**EXTRACTED TEXT**
☆ ☆ ☆ ☆ ☆ ☆ ☆

Saturday, February 7, 2026

When Coaching Questions Spark Curiosity

One of the most impactful moves in instructional coaching isn’t a protocol, a tool, or a strategy—it’s a question. Questions can invite teachers to pause, think, and reimagine what they’re doing and why. That curiosity can fuel impactful instructional change.
 
A Coaching Conversation That Changed the Work
 
Coaching questions can engage the intellectual curiosity of the teachers we are working with. That’s what happened when Andi was coaching a group of high-school English teachers. With the ACT test coming up for their juniors, test prep was on their minds. They had identified grammar and punctuation rules as an area of need based on previous assessment data and evidence from student work.
 
A conversation grew around Andi’s questions: “What is the overall goal you want to achieve regarding punctuation?” and “Why is it important for them to understand punctuation or at least how to use it?”
 
Liz responded, “They need to know how to be clear,” and Cherie followed up with, “Well, they need to know how to write when they go to college.”
 
Andi’s questions helped the teachers extend their focus from a narrow goal of doing well on the upcoming test to one with broader application.

☆ ☆ ☆ ☆ ☆ ☆ ☆

**STATED TASK A**
According to the post on coaching questions, what did the high-school English teachers identify as an area of need?
**STATED TASK B**
List every person named in the post on coaching questions.
**STATED TASK C**
Carry on with the post on coaching questions, starting after its final sentence.

**Position identification records**

☆ ☆ ☆ ☆ ☆ ☆ ☆

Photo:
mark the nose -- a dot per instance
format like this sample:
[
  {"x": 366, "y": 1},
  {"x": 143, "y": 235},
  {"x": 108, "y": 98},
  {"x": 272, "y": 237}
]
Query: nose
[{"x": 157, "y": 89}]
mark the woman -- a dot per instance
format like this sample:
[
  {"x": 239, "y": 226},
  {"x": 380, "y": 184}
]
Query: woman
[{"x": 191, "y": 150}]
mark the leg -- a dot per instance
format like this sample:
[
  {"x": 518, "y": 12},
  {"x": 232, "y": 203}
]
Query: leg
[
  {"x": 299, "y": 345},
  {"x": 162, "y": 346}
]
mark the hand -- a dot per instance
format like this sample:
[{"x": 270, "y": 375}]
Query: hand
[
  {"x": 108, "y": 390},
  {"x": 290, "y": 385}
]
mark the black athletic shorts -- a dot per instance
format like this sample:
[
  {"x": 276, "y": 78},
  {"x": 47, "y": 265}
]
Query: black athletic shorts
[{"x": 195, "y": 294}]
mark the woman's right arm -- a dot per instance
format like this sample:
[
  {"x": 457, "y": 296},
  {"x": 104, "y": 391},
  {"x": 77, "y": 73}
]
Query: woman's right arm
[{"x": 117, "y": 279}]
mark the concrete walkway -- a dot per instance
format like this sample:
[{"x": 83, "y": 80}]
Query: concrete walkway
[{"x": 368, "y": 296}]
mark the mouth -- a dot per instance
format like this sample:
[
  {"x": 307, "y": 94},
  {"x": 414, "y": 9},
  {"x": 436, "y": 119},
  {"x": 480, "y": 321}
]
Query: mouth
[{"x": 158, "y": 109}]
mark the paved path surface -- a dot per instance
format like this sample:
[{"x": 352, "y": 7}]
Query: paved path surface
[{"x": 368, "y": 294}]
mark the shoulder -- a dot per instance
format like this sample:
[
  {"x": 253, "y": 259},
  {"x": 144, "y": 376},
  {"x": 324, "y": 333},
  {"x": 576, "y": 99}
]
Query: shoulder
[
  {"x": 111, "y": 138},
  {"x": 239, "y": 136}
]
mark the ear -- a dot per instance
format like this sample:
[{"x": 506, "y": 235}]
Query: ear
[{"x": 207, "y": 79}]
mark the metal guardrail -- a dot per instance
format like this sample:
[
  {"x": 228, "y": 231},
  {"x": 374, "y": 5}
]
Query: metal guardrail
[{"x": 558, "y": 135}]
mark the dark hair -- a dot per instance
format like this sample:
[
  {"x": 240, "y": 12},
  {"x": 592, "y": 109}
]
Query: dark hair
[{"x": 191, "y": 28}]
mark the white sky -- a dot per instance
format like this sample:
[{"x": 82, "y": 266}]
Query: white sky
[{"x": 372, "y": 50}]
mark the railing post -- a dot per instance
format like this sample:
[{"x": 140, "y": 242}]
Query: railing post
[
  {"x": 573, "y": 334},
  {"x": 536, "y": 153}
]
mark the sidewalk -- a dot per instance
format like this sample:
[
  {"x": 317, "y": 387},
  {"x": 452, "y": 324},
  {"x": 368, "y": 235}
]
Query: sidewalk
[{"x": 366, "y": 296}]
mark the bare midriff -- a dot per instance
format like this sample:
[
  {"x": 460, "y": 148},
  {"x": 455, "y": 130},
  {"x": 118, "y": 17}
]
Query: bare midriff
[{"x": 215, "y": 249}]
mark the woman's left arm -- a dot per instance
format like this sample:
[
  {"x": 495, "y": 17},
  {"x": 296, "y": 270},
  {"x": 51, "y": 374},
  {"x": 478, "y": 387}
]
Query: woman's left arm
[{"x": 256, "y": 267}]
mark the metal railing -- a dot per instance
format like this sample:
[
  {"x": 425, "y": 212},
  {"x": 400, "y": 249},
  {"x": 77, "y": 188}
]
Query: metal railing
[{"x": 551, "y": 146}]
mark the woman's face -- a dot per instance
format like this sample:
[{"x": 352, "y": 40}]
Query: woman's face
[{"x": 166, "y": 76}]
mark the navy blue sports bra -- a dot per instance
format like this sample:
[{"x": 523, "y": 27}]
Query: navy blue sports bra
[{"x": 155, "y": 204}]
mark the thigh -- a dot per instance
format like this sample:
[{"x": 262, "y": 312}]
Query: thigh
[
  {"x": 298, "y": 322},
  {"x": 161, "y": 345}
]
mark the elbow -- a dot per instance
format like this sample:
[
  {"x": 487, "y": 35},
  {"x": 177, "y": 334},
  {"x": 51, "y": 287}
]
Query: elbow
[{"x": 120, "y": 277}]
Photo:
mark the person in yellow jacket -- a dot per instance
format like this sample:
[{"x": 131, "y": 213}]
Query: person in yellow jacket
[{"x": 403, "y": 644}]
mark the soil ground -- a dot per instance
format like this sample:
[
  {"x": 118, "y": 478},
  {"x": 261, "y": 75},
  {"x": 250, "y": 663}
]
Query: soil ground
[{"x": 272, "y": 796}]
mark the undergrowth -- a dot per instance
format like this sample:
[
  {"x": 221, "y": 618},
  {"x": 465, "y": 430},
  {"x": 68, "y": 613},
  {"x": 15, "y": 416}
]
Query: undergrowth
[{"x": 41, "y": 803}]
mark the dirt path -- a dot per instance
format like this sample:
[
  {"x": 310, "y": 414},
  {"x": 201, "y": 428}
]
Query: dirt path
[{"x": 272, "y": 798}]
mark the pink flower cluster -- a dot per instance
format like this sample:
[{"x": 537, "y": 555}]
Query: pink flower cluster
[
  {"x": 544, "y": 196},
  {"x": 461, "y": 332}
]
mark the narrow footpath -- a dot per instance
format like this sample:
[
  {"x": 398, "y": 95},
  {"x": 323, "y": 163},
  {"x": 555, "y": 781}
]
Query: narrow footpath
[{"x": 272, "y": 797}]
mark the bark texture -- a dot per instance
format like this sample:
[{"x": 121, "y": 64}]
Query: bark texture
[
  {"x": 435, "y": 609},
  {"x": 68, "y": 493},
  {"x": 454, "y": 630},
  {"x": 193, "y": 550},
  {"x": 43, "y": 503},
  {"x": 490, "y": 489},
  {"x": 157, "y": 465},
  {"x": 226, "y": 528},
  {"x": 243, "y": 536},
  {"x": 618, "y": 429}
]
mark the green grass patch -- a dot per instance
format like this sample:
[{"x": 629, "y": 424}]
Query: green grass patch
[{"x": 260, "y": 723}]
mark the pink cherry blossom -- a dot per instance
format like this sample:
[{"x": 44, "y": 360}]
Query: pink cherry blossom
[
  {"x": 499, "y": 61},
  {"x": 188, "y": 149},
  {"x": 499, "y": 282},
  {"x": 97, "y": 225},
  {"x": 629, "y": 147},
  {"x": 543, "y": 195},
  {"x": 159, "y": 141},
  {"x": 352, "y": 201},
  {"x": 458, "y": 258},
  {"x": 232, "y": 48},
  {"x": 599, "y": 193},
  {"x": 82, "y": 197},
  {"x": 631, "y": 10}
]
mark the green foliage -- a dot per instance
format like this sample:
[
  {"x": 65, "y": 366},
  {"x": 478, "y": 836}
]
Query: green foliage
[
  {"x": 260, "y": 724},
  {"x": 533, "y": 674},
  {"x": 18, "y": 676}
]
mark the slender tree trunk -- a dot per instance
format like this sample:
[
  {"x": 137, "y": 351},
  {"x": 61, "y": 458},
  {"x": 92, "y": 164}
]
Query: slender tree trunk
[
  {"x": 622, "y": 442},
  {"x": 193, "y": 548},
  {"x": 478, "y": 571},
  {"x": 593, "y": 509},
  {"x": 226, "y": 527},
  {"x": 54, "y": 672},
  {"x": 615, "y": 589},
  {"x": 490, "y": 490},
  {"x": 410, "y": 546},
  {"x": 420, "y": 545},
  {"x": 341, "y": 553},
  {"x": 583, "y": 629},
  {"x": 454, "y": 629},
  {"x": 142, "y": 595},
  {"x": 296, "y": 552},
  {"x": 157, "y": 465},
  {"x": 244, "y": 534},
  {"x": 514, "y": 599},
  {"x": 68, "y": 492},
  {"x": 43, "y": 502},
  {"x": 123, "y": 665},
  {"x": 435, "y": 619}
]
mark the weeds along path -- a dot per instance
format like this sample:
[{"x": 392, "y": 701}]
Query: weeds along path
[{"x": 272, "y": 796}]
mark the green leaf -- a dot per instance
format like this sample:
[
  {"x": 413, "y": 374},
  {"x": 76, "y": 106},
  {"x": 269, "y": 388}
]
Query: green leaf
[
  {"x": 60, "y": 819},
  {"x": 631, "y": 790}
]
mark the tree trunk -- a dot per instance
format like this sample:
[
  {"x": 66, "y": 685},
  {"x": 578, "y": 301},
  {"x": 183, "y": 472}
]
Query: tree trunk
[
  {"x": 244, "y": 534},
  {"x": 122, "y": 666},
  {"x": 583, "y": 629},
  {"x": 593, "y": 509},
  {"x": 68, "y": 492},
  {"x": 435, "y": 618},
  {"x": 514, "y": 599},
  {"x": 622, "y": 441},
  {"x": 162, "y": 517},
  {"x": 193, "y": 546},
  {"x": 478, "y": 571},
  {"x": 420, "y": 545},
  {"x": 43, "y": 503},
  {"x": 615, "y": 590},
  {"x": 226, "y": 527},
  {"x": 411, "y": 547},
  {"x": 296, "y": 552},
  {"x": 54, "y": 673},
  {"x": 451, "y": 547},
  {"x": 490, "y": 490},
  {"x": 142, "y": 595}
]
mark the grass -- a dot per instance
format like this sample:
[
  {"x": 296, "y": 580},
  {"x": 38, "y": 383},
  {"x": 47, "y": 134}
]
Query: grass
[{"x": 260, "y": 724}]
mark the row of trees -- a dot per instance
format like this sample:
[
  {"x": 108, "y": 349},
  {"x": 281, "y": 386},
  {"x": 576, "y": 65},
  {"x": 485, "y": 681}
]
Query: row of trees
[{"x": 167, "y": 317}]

☆ ☆ ☆ ☆ ☆ ☆ ☆

**FINAL ANSWER A**
Grammar and punctuation rules

**FINAL ANSWER B**
Andi, Liz, Cherie

**FINAL ANSWER C**
As they planned a lesson with this purpose in mind, Andi again asked questions. When they shared concerns that students’ Native American cultural heritage meant that speaking out in class might press against cultural norms, Andi asked, “How else could students show they understand what you are teaching them, besides answering aloud?”
 
Through discussion, they planned an effective, interactive lesson where students worked collaboratively in small groups, moving from station to station to create sentences with varied structure and punctuation from strips with words and phrases.
 
Andi’s questions supported design of a lesson that was culturally appropriate, authentically purposeful, and highly engaging for students. Her questions challenged teachers to find a better way than the worksheets they had previously used for grammar instruction. The teachers were engaged and intrigued. They had energy for the task because they were curious. Andi’s questions encouraged them not only to think, but to rethink what they had done previously when teaching grammar. Her questions generated collective learning.
 
Why This Matters
 
This scenario isn’t powerful because Andi had the right answers. It’s powerful because she resisted the urge to provide them. Instead, she asked questions that:

·        Expanded the teachers’ purpose beyond test preparation

·        Centered students’ cultural context and ways of demonstrating understanding

·        Opened space for creativity, movement, and collaboration

·        Invited teachers to reconsider familiar practices

Teachers give effort when coaches ask questions that incite their curiosity and challenge them. Asking questions shifts the thinking to teachers, creating energy and agency. Teachers are interested and immersed in the work.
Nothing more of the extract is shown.